Michelle Schulte, LSU Museum of Art Senior Curator and Director of Public Programs, receives 2022 Southeastern Museums Conference (SEMC) Museum Leadership Award
Southeastern Museums Conference (SEMC) Announces Award Recipients
The Southeastern Museums Conference (SEMC) is proud to announce the winners of the 2022 James R. Short Award, Outstanding Service to the Museum Profession Award, Museum Leadership Award and Emerging Museum Professional Award. Winners were chosen from a wide range of nominees from across the Southeastern United States. The SEMC Awards Committee, chaired by Rosalind Martin with committee members, Pamela D.C. Junior, Nancy Strickland Fields and Robin Reed, honors outstanding colleagues who have helped shape the world of museums.
Michelle Schulte, Senior Curator and Director of Public Programs at the LSU Museum of Art, receives 2022 Museum Leadership Award
Initiated in 1994, this award recognizes mid-career museum professionals who have shown significant advancement within the profession by leadership in museum activities at his or her institution, within the museum profession as a whole, and especially in the southeast region.

+--

→ Given problem 1: Can you write out, word for word, the portion of the entries that opens with the line containing "Where can you find the tree" and runs through the end of the entries, with both ends included?
The text and the entries have no connection to each other.

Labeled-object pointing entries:
+--

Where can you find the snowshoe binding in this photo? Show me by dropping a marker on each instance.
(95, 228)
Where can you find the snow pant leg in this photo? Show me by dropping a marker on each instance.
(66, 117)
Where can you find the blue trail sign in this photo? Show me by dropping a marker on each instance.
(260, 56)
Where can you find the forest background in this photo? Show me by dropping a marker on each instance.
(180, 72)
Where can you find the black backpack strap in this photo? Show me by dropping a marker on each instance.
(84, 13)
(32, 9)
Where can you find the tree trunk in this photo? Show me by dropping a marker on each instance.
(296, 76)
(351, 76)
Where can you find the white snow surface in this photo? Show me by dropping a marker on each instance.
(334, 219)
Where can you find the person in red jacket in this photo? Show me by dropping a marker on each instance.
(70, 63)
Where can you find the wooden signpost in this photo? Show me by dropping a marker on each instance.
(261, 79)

+--

→ Given problem 2: Could you reproduce, word for word, the part of the award announcement that opens with the words containing "Michelle Schulte, LSU" and closes with "world of museums."?

→ Task result 1:
Where can you find the tree trunk in this photo? Show me by dropping a marker on each instance.
(296, 76)
(351, 76)
Where can you find the white snow surface in this photo? Show me by dropping a marker on each instance.
(334, 219)
Where can you find the person in red jacket in this photo? Show me by dropping a marker on each instance.
(70, 63)
Where can you find the wooden signpost in this photo? Show me by dropping a marker on each instance.
(261, 79)

→ Task result 2:
Michelle Schulte, LSU Museum of Art Senior Curator and Director of Public Programs, receives 2022 Southeastern Museums Conference (SEMC) Museum Leadership Award
Southeastern Museums Conference (SEMC) Announces Award Recipients
The Southeastern Museums Conference (SEMC) is proud to announce the winners of the 2022 James R. Short Award, Outstanding Service to the Museum Profession Award, Museum Leadership Award and Emerging Museum Professional Award. Winners were chosen from a wide range of nominees from across the Southeastern United States. The SEMC Awards Committee, chaired by Rosalind Martin with committee members, Pamela D.C. Junior, Nancy Strickland Fields and Robin Reed, honors outstanding colleagues who have helped shape the world of museums.